● What is asked: Everything in the listing should be restated word for word.

Items listed in a dataset
================

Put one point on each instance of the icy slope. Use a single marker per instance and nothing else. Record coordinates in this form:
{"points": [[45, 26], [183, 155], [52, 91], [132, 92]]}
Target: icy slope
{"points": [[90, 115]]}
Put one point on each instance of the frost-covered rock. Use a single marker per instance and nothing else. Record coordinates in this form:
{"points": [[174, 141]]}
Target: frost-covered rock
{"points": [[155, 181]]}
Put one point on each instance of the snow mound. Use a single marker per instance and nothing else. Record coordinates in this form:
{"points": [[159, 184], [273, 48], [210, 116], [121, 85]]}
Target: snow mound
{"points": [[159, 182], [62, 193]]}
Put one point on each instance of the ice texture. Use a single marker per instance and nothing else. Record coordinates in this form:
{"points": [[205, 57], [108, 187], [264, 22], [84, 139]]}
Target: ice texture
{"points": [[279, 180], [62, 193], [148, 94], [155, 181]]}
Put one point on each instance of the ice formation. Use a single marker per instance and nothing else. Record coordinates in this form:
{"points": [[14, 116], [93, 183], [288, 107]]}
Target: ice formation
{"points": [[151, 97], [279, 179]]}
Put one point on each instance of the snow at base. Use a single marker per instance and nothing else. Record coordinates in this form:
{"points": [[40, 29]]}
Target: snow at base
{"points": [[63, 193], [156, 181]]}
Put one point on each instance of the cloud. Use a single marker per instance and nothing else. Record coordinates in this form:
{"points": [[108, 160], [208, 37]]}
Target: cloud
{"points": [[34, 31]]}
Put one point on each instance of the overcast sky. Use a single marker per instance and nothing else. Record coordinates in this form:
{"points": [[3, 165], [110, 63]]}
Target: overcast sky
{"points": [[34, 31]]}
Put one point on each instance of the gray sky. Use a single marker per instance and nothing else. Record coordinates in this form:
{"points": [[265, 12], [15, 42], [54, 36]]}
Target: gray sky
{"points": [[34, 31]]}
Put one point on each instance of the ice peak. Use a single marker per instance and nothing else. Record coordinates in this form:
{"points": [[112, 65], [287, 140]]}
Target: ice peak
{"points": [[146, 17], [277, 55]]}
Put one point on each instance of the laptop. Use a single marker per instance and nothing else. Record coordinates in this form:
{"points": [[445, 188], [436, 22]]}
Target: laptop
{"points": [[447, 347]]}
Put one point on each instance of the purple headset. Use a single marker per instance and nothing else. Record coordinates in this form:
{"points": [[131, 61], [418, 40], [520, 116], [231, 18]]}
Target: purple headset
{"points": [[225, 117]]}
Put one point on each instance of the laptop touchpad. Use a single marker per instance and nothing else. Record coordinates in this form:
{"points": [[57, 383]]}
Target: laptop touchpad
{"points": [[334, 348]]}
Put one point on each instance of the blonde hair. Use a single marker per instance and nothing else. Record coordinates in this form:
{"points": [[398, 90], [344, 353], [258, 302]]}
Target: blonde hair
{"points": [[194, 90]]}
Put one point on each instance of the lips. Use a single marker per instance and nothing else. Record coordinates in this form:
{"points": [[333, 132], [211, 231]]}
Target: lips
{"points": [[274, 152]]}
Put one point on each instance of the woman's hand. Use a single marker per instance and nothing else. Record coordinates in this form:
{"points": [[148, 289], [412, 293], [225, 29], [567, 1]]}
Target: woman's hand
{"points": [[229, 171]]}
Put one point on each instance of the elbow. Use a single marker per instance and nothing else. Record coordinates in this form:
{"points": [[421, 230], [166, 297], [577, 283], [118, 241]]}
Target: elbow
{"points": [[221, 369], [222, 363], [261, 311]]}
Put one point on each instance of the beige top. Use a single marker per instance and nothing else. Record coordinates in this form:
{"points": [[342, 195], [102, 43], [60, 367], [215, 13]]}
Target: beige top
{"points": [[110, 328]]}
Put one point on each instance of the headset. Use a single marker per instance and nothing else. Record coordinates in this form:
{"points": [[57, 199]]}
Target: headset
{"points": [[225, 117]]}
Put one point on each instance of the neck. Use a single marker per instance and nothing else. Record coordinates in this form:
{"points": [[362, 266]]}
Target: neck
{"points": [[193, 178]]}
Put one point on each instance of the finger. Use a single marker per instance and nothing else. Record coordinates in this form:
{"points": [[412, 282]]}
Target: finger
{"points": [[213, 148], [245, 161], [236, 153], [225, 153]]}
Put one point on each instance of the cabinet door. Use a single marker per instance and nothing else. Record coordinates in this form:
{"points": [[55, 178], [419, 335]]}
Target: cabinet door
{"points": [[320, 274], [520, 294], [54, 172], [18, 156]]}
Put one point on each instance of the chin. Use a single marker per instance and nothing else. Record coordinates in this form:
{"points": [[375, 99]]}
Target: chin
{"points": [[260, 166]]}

================

● Task answer:
Put one point on each instance of the icy slope. Use a single marker per instance and nothing else. Record coordinates in this form:
{"points": [[45, 26], [183, 155], [52, 91], [132, 92]]}
Target: icy slope
{"points": [[90, 115]]}
Put one point on each instance of the frost-covered rock. Use a single marker per instance and nothing else. Record coordinates in this form:
{"points": [[174, 141]]}
Target: frost-covered rock
{"points": [[155, 181]]}
Put one point on each instance of the snow mound. Use a single marker per instance and nothing else. Record coordinates in this form:
{"points": [[159, 184], [273, 48], [210, 116], [121, 85]]}
Target: snow mound
{"points": [[159, 182], [62, 193]]}
Put one point on each instance of the ice texture. Use a single marker per instance and nothing else. Record coordinates in this form:
{"points": [[205, 57], [108, 187], [264, 22], [84, 139]]}
Target: ice texture
{"points": [[279, 180], [62, 193], [148, 94], [155, 181]]}
Put one point on each instance of the ice formation. Use a single marker per instance and nothing else. Record coordinates in this form:
{"points": [[14, 116], [93, 183], [288, 107]]}
Target: ice formation
{"points": [[151, 97], [279, 179]]}
Put one point on each instance of the snow at base. Use a single marker per instance and nothing else. Record coordinates in this form:
{"points": [[40, 29]]}
Target: snow at base
{"points": [[63, 193], [156, 181]]}
Put one point on each instance of the cloud. Use a single marker per instance and nothing else. Record coordinates in this form:
{"points": [[108, 160], [208, 37]]}
Target: cloud
{"points": [[34, 31]]}
Put one point on each instance of the overcast sky. Use a single marker per instance and nothing else. Record coordinates in this form:
{"points": [[3, 165], [110, 63]]}
Target: overcast sky
{"points": [[34, 31]]}
Put one point on each instance of the gray sky. Use a single marker per instance and nothing else. Record coordinates in this form:
{"points": [[265, 12], [15, 42], [54, 36]]}
Target: gray sky
{"points": [[34, 31]]}
Put one point on each instance of the ice peak. Use a single marker per instance and nothing else. Record coordinates in this form:
{"points": [[112, 65], [287, 140]]}
Target: ice peak
{"points": [[146, 17], [277, 55]]}
Put one point on each instance of the laptop. Use a single marker per instance and nothing else. Record coordinates in this form:
{"points": [[445, 188], [436, 22]]}
Target: laptop
{"points": [[447, 347]]}
Put one point on each instance of the purple headset. Use a single marker per instance and nothing else. Record coordinates in this form:
{"points": [[131, 61], [418, 40], [520, 116], [231, 18]]}
Target: purple headset
{"points": [[225, 117]]}
Put one point on each instance of the laptop touchpad. Use a single marker per instance and nothing else. Record coordinates in this form:
{"points": [[57, 383]]}
Target: laptop touchpad
{"points": [[334, 348]]}
Put one point on each instance of the blonde hair. Use a single marker per instance and nothing else. Record coordinates in this form:
{"points": [[398, 90], [344, 353], [258, 302]]}
Target: blonde hair
{"points": [[194, 90]]}
Put one point on each instance of the lips. Use a single marker per instance and nothing else. Record coordinates in this form:
{"points": [[333, 132], [211, 231]]}
Target: lips
{"points": [[274, 152]]}
Put one point on each instance of the woman's hand. Use a single marker per instance and nothing else. Record coordinates in this form:
{"points": [[148, 289], [412, 293], [225, 29], [567, 1]]}
Target: woman's hand
{"points": [[229, 171]]}
Put one point on each instance of the elbow. Use a single marker per instance and nothing else. Record coordinates in this form:
{"points": [[421, 230], [166, 297], [577, 283], [118, 241]]}
Target: elbow
{"points": [[221, 369], [222, 363], [261, 311]]}
Put one point on each instance of the beige top. Use a single marker per instance and nothing else. Record coordinates in this form:
{"points": [[342, 195], [102, 43], [60, 367], [215, 13]]}
Target: beige top
{"points": [[110, 328]]}
Put one point on each instance of the headset. Use a single marker per instance and nothing else. Record coordinates in this form:
{"points": [[57, 199]]}
Target: headset
{"points": [[225, 117]]}
Put one point on each instance of the neck. Use a single marker per instance and nothing else. Record coordinates in this form:
{"points": [[362, 266]]}
Target: neck
{"points": [[193, 178]]}
Put one point on each instance of the finger. Use a single marker per instance and nothing else. Record coordinates in this form:
{"points": [[412, 282]]}
Target: finger
{"points": [[213, 148], [245, 161], [236, 153], [225, 153]]}
Put one point on each instance of the cabinet door. Use a single marker per instance and nothing else. Record coordinates in this form:
{"points": [[55, 178], [419, 335]]}
Target: cabinet door
{"points": [[320, 274], [520, 294], [54, 172], [18, 156]]}
Put one point on each instance of the chin. Use a single marker per instance and nothing else. Record coordinates in this form:
{"points": [[375, 99]]}
Target: chin
{"points": [[260, 166]]}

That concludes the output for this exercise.